◆ **TASK DESCRIPTION**: Everything from the line containing "the black fender" through the final line of the records must be transcribed verbatim; nothing else belongs in the result.

— Start of GIVEN DATA —

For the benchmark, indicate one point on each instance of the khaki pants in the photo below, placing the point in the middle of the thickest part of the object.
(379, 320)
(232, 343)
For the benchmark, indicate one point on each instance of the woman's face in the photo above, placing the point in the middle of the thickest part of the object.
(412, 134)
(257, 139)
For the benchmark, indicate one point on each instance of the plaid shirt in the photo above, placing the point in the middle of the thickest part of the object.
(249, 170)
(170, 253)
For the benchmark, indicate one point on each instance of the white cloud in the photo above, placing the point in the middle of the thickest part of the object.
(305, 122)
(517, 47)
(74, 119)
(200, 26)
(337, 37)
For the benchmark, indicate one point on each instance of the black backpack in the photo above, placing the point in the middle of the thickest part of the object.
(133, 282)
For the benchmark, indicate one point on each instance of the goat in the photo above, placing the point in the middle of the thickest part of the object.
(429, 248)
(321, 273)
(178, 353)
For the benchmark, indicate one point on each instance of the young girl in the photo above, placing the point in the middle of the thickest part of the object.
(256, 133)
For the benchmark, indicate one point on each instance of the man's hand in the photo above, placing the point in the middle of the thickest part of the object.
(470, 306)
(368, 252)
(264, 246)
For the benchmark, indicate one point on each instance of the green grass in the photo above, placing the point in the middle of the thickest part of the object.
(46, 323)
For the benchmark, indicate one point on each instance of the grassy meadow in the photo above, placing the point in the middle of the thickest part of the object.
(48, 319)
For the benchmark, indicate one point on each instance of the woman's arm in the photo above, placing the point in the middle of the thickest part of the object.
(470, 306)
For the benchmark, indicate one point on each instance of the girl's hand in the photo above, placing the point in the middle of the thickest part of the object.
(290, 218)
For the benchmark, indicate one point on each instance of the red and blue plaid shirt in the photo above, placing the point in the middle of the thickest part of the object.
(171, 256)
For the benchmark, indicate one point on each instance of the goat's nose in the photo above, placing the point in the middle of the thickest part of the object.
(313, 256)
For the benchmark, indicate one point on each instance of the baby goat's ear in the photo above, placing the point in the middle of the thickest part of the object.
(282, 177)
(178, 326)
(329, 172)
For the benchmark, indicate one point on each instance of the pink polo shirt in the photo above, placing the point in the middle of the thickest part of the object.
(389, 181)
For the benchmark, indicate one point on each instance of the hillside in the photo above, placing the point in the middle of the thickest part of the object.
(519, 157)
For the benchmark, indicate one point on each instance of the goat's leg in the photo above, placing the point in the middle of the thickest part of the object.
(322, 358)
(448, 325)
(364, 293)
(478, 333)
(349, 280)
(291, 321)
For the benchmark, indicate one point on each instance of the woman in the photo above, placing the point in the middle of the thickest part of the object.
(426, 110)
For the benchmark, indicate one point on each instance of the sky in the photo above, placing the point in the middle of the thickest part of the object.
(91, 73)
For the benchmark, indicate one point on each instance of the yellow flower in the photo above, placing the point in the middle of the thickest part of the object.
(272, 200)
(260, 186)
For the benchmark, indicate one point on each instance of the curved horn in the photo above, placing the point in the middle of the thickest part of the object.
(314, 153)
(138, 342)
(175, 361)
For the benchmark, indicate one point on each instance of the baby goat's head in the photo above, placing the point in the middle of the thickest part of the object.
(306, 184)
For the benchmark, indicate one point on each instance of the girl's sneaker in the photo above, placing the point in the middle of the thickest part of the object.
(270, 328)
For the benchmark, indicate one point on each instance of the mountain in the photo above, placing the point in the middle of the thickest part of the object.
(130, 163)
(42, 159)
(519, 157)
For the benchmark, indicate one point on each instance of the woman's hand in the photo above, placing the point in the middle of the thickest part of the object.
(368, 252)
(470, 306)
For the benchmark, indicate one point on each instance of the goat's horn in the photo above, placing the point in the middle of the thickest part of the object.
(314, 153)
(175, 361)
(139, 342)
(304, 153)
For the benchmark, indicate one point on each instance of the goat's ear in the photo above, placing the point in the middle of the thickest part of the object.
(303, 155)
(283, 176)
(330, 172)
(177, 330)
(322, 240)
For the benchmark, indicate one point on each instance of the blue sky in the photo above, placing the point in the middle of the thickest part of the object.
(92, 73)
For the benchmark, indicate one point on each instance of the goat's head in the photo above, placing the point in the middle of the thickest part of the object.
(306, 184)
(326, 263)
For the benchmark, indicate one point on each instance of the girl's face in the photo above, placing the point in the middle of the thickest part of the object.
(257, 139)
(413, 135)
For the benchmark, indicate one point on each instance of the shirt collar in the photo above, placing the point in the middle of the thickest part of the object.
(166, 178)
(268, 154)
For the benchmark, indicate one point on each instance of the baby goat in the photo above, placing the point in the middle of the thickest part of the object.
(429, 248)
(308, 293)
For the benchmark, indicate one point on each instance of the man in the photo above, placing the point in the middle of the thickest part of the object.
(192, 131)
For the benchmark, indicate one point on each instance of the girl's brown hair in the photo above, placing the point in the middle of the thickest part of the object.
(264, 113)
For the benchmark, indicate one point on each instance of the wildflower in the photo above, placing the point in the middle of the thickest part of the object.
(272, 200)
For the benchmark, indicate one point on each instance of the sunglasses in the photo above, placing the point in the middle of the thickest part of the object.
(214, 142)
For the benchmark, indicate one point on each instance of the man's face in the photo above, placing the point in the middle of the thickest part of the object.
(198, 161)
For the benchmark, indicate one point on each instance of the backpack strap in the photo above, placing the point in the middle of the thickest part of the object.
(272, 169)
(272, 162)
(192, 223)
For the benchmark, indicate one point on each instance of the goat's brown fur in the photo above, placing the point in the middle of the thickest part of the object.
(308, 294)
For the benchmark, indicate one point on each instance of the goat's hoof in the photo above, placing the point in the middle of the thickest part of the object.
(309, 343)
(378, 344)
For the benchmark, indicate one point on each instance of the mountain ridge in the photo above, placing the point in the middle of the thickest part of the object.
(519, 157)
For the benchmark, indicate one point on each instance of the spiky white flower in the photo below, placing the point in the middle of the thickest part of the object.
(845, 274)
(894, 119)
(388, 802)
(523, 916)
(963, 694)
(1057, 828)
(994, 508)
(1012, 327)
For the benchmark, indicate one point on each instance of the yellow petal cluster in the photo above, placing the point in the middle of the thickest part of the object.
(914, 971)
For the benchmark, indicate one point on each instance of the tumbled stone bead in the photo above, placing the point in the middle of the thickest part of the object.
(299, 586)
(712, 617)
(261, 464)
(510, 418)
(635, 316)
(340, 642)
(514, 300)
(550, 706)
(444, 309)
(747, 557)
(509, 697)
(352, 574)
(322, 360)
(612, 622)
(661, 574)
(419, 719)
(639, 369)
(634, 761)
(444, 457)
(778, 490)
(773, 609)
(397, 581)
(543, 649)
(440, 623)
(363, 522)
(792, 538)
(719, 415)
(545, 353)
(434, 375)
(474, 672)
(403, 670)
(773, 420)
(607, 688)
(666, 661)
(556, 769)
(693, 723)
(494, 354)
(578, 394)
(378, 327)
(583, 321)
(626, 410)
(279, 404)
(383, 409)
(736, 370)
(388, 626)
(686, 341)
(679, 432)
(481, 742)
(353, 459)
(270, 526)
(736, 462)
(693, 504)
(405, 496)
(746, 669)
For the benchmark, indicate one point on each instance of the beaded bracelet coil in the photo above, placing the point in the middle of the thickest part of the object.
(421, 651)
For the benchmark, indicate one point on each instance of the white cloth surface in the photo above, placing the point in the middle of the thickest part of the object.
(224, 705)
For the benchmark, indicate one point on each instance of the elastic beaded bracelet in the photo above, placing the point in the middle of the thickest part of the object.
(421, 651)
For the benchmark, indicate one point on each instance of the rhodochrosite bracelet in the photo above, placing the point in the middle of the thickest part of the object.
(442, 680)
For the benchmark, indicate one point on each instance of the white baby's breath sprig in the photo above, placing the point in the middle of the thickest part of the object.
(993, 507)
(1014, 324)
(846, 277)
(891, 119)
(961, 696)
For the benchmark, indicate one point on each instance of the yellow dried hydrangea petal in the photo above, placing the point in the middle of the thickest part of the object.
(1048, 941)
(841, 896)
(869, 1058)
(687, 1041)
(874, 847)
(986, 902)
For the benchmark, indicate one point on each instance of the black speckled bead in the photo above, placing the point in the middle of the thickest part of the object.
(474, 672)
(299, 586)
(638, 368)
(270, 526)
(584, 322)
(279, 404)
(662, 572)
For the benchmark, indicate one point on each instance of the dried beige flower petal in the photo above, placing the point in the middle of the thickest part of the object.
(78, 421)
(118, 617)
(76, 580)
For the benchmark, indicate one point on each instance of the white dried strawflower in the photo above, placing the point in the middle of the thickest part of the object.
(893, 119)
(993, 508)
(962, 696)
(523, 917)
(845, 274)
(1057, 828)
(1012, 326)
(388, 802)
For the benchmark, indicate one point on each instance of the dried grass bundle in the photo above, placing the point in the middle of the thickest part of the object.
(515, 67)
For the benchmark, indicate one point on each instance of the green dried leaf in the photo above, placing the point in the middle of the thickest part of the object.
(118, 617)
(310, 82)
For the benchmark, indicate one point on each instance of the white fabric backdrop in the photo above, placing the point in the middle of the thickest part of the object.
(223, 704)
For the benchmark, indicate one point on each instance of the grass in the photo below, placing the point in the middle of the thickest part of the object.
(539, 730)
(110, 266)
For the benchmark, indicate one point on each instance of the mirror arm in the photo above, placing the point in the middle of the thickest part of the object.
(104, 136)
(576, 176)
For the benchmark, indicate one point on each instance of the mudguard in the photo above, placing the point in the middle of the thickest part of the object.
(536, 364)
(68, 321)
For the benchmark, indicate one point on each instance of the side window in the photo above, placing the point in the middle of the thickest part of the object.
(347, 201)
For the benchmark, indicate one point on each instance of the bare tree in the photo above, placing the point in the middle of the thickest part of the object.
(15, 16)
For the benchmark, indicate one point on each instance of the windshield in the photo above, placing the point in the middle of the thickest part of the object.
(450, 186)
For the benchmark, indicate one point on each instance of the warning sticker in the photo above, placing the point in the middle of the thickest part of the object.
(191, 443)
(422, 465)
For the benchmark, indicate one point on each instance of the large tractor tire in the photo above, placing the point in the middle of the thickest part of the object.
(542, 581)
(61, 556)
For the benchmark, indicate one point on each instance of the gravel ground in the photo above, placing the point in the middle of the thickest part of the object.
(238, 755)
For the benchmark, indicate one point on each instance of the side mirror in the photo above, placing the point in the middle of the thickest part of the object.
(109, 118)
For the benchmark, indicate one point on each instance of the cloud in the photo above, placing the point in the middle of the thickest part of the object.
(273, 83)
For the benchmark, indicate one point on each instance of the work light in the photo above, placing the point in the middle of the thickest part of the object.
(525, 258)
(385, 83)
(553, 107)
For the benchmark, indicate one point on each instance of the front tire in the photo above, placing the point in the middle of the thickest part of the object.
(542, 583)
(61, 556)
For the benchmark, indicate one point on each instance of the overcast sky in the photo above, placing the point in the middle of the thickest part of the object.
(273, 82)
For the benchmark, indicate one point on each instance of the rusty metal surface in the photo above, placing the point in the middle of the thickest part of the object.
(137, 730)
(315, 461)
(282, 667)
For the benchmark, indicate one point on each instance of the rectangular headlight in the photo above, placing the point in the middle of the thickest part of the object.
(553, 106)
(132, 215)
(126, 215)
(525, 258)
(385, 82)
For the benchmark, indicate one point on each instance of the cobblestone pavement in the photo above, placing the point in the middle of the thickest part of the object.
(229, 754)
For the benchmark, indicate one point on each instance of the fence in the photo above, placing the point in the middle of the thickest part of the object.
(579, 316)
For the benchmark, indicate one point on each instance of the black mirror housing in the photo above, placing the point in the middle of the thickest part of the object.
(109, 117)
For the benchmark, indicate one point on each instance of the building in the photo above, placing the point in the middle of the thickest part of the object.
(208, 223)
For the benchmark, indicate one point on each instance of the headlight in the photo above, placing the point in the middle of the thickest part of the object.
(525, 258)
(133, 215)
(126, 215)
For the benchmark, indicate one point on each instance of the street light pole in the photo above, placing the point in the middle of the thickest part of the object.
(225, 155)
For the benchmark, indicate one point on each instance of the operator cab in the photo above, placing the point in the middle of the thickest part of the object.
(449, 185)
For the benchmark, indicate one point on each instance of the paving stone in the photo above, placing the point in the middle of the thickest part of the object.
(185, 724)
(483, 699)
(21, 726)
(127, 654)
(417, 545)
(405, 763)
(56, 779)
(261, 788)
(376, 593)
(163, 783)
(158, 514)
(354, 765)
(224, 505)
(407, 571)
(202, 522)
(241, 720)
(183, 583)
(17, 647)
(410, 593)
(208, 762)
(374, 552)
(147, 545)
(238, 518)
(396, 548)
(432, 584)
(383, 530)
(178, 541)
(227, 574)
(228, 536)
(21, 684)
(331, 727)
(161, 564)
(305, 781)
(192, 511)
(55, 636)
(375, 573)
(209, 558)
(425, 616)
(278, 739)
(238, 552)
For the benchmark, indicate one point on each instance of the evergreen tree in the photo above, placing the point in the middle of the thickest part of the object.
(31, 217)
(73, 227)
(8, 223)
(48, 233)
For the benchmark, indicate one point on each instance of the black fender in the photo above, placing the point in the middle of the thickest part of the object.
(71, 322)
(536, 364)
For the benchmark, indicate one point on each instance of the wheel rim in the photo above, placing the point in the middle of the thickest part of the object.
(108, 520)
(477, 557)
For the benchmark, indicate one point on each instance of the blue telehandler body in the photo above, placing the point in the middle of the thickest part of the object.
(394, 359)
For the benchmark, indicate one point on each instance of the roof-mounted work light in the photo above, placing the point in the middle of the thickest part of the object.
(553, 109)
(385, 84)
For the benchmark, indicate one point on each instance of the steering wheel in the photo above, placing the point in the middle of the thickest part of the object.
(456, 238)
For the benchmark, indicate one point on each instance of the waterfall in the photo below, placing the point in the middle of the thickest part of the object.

— End of GIVEN DATA —

◆ **OUTPUT OF THE EXERCISE**:
For the benchmark, indicate one point on each instance of the black fender in the photo above, placing the point in the middle of the thickest part of the object.
(71, 322)
(536, 364)
For the benchmark, indicate one point on each instance of the wheel rim in the photo above, placing the point in the middle of the thickest part of the object.
(108, 520)
(477, 557)
For the benchmark, indicate one point on each instance of the blue telehandler body in the photo above, placing the point in the middle of the thickest part of the object.
(394, 359)
For the benchmark, indicate one point on each instance of the roof-mounted work light in the photo above, placing the point in the middle of the thickest part of the object.
(553, 109)
(385, 84)
For the benchmark, indicate one point on each instance of the steering wheel in the photo above, placing the point in the middle of the thickest part of the object.
(456, 238)
For the benchmark, indicate one point on each instance of the waterfall in the photo below, placing the point in the middle of the thickest part of the object.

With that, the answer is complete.